Source document

While many students are lucky to call the University of New Mexico home for four years, many faculty and staff double that number. A special group of Lobos, like UNM Police Department (UNMPD) members Patricia Young and James Madrid, get that privilege for decades.
UNMPD Commander Madrid and Officer Young are each retiring from UNMPD after 32 and 27 years in law enforcement, respectively.
This pair of hard-working individuals, while both experiencing their own unique journeys on the job, share the same culmination now: that saying goodbye won’t be so easy.
"Both Commander James Madrid and Detective Tish Young will have left a lasting legacy here at UNM. Both Commander Madrid and Detective Young have left big shoes to fill, and both inspire others to be the best that they can be." – UNMPD Chief Silva
Beginning of the badge
Commander James Madrid began his career in law enforcement after graduating from the Army's basic and advanced training. His desire to help others led him to the Gallup Police Department, where he eventually became a member of the UNM-Gallup Police Department.
“I can go on forever and ever and ever. It's never a dull moment. I wouldn't change it for the world because I already knew that I wanted to help people; that's what I always wanted to do in my career. If you're coming here for the money, you ain't going to make a lot of money here. You do it because you want to make a difference,” Madrid said.
He became a more well-rounded officer through a wide array of responsibilities and involvements–from a school resource officer and D.A.R.E. officer to a SWAT team member and field training officer who also occasionally went undercover.
“There's good times and there's bad times. For me, it's knowing that I helped save some lives. That's the whole point of why we become police officers. Even when it's a tough call, you know that you're the only one that's going to go to that call. You're the only one there that's going to help that person. Nobody else is going to come,” he said.
After earning dual bachelor’s degrees through UNM in psychology and sociology, and being promoted to lieutenant, Madrid transferred to main campus.
I was asked three times to transfer to UNM main campus but my wife did not want to move. I turned it down twice, and then the third time I said I'll do it, and came up here in 2006,” he said. “UNM does take care of you in many aspects. That's what I really loved about UNM, they took care of you the best they could.”

Extracted entries

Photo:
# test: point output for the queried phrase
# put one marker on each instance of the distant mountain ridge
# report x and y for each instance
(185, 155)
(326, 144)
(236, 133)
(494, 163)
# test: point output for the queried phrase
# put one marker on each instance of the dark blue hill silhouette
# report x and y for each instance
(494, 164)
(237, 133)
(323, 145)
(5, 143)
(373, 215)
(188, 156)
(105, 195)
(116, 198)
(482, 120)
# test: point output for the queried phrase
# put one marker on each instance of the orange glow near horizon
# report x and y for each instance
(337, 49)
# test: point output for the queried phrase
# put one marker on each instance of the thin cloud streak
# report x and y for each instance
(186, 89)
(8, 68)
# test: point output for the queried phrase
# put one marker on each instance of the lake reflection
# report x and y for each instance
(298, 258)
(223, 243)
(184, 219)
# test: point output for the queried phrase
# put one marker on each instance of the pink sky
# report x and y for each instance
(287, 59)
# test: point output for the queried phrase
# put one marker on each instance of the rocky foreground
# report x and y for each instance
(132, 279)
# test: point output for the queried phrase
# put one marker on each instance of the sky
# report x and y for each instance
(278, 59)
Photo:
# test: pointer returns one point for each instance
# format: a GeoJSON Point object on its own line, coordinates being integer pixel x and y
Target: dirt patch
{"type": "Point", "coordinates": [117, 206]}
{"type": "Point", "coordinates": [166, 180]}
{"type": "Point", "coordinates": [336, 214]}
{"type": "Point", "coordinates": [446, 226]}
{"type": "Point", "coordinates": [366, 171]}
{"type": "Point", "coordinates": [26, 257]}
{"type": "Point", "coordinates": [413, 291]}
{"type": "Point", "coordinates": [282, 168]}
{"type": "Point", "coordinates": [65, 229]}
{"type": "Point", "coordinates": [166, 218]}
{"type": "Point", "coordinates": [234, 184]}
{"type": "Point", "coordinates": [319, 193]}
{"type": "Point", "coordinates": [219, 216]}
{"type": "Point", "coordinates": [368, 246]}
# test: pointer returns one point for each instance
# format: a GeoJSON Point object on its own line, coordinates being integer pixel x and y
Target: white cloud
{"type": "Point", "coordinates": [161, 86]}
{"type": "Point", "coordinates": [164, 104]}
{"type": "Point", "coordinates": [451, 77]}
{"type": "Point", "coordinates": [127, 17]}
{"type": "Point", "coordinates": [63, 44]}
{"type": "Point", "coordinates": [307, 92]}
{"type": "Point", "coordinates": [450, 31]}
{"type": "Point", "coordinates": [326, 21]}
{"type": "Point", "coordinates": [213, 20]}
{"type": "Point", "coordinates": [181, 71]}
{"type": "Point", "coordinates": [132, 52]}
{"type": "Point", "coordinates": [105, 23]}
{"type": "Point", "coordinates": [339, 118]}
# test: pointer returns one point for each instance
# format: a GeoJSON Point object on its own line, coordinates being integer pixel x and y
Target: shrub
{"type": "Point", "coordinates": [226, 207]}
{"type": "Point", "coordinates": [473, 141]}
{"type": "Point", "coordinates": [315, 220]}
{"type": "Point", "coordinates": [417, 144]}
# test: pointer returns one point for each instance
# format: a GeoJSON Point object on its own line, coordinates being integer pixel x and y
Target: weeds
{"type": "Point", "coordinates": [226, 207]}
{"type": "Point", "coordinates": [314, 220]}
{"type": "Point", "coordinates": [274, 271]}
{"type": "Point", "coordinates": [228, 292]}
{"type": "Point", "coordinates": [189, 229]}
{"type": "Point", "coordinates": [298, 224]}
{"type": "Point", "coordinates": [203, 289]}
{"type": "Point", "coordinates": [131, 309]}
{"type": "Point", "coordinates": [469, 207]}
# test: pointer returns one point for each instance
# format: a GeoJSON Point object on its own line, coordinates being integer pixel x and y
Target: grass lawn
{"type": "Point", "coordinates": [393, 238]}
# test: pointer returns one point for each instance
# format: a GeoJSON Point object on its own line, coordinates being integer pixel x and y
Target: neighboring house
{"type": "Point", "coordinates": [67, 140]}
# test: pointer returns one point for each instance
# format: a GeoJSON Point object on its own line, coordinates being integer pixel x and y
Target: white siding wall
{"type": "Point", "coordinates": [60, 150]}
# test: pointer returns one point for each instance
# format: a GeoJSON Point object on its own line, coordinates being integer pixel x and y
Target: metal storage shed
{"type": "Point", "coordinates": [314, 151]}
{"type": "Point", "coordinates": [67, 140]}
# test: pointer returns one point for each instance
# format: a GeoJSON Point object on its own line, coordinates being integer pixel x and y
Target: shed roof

Set task 1
In the article about the two retiring UNM police officers, what two fields did Madrid earn his bachelor's degrees in?
Set task 2
Resume the article about the two retiring UNM police officers, picking up right after its final sentence.

Final result 1
Psychology and sociology.

Final result 2
Officer Patricia Young came to New Mexico in 1996 and took on a role at UNMPD as soon as she could. The hand fit the glove perfectly, and Young never looked back.
“I'm sad to be leaving at this time because the university has let me be involved in all these things that have made a difference and hopefully will continue to make a difference. That's kind of where I'm at right now,” Young said.
After her time as a resident advisor in her dorms, she knew a university setting was where she could thrive. Young became an early proponent of community policing, and hearing from the voices in an area that were not just her own.
“I graduated from a university in New York, and I was very involved with the campus and a lot of things at the school. I really enjoyed my time at the university, so when I saw that they were looking for campus police at the University of New Mexico, I thought that would be a really interesting way to serve on campus,” she said.
UNMPD through the years
Young can not say enough about the environment fostered within UNMPD and UNM as a whole. She came to New Mexico with three kids, long nights at the academy, and two more kids after that.
“It was a rough start because I went to the academy in Santa Fe and we had to stay there overnight, so I had to get help with my kids. I had a lot of family support, and I graduated from the academy, and I've been here ever since,” Young said. “UNM is very supportive of families, and to be able to have two kids while doing this job is saying a lot. I was supported enough that I could do that and continue with my career.”
Balancing a career in law enforcement with family was not without its challenges, but Young made it work with the help of UNM.
“After I had two more children while I was working at UNM, that was a big challenge, but the university was very supportive at the time. We were having lactation stations popping up all around campus to make it easier for women,” she said.
Madrid similarly felt incredibly welcomed as he transitioned from a lieutenant in a department serving a few thousand versus a team protecting tens of thousands.
“UNM-Gallup was a small department, so I started running that department. Being a lieutenant was kind of like being a chief. Then I got asked to come over here to UNM main campus as a lieutenant,” he said.
Both Young and Madrid believe that UNMPD in the ‘90s was on the cusp of prominent community policing. Still, the campus is not in a vacuum; being here for so long, these two have seen plenty of changes.
“We did more community policing. We were in the dorms a lot, but over the years, we've really had a lot of challenges with the growing population of homeless, with car thefts and other safety challenges. Our officers have been just more and more inundated with the crime aspects of the campus community,” Young said.
Albuquerque Police Department (APD) Chief Harold Medina agrees–there’s so much that UNM absorbs from the greater Albuquerque community.
“We're an open campus. We're not closed, so everything that happens in the city carries over onto campus. When you see trends happening in the city, it does spill over into the campus community,” Madrid said. “When Albuquerque became number one in the nation for vehicle thefts, guess who became number one and vehicle thefts for the universities? We did.”
The good parts of that, too, Madrid emphasizes, come from the community also.
“If you see something, say something because that helps a lot. We're very approachable; just because we have that badge doesn’t mean that you can’t talk to us,” he said. “We've all had some family here at the university, so we have your best interests at heart. We want this place to be safe and we need your help for it to be safe. We can't do it by ourselves. The more we know, the better we can do to keep it safe for everyone.”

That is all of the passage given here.